● AIM A
Read the forum thread on Michigan gear restrictions and decide whether each statement agrees with it: (i) Don checked house and senate records to verify his account. (ii) The miles in use were in the high 180's. (iii) The officials in charge have promised changes within the next five years. For each, answer yes or no and quote the deciding words.
● AIM B
In the forum thread on Michigan gear restrictions, what did the DNR say finally let it get rid of the restrictions?
● AIM C
Summarize the forum thread on Michigan gear restrictions in two sentences.

● PROVIDED TEXT
Not to speak for anyone else, but I think folks on my side are concerned that these miles could suddenly get applied to another popular/productive stream, while they probably have less concern for this little unknown, less productive stream in SE Mi. Some of that "not in my back yard" effect in play...

Also, while not all of the miles are used up, they are close. We were in the high 180's so adding more than one or two more stretches is not currently possible under the current 200 or 212 limit.

I think these restrictions were eliminated because even to the side that likes them, they seem like a "waste." Essentially the story I've heard is that a certain SE MI legislator, who has now term limited out, pushed this through and many have wanted it off the books since the day it was passed. Both the DNR and TU Brass seemed happy to have them gone and the DNR made the comment that they were trying to figure out how to get rid of these for years, and the population of Detroit dropping, finally gave them the ability to do it.

Take some of this with a grain of salt, cause it's all anecdotal - I didn't go looking up house or senate records or anything to verify! 

Don


----------



## The Downstream Drift (Feb 27, 2010)

Thanks for the response Don.

Let's hope that the removal of Johnson Creek from the gear restriction list starts a review process for other areas in the state that have unnecessary restrictions. It has been shown now that removal from the list can happen here in Michigan and, with the right research done, there may be other sections that can be removed.

In my mind this opens the door for review of other gear restricted areas to get started. I realize the powers that be have said there will not be any changes for the next five years but this allows for research to be completed to support the removal of other gear reg sections.

Good work reporting on this Don. Keep up the good work.

● DATA ROWS
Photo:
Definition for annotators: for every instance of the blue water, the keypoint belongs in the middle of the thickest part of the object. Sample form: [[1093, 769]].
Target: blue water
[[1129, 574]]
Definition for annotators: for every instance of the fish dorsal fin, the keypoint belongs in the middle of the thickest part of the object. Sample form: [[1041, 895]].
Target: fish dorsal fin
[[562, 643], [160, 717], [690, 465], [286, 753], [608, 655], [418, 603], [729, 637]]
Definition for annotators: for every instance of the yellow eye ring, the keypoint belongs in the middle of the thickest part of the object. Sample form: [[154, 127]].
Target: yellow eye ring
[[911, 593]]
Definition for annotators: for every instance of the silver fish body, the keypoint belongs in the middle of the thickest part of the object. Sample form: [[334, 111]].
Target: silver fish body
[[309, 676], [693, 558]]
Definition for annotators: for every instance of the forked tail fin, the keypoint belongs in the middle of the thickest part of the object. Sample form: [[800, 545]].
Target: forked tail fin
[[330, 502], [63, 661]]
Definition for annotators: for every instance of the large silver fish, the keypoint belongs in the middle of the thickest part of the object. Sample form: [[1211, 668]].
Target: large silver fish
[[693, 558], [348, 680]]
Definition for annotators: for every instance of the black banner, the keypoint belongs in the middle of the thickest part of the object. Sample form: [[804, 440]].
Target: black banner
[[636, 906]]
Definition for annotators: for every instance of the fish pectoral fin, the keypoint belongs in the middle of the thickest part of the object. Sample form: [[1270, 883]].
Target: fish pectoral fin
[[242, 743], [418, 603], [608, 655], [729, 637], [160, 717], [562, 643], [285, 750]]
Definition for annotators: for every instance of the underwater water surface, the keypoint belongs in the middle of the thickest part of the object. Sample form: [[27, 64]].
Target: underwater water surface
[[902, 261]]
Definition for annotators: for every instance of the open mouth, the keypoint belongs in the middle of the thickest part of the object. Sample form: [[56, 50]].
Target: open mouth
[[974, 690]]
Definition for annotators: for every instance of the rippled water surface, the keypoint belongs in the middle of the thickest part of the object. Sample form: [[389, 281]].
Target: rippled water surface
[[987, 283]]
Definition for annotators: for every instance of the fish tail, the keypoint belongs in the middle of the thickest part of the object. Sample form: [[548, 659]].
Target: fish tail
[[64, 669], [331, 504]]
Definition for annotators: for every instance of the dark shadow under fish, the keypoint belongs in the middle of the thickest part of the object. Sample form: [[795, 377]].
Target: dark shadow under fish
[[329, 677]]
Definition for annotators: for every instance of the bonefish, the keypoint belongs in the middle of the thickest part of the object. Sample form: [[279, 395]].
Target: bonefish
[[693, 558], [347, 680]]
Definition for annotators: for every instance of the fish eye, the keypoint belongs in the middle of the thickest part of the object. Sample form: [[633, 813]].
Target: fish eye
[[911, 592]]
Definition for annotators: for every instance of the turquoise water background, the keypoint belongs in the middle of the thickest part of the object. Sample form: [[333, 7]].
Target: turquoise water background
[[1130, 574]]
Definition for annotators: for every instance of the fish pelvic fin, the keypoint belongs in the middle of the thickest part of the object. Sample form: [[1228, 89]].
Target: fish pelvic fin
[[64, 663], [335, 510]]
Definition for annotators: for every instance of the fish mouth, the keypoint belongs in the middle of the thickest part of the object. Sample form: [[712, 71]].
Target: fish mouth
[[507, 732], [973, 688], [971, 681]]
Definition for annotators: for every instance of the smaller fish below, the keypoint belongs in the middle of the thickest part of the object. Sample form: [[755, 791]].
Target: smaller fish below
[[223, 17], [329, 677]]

● TASK RESULT A
(i) No: "I didn't go looking up house or senate records or anything to verify!"
(ii) Yes: "We were in the high 180's"
(iii) No: "the powers that be have said there will not be any changes for the next five years"

● TASK RESULT B
The drop in Detroit's population.

● TASK RESULT C
Don says some people worry the freed miles could go to a more popular stream, that the miles in use are close to the 200 or 212 limit, and that the restrictions, reportedly pushed through by a SE MI legislator, were removed with the DNR and TU leadership glad to see them gone. A reply hopes that removing Johnson Creek from the gear restriction list starts a review of other unnecessary restrictions in the state, with research done during the five years without changes.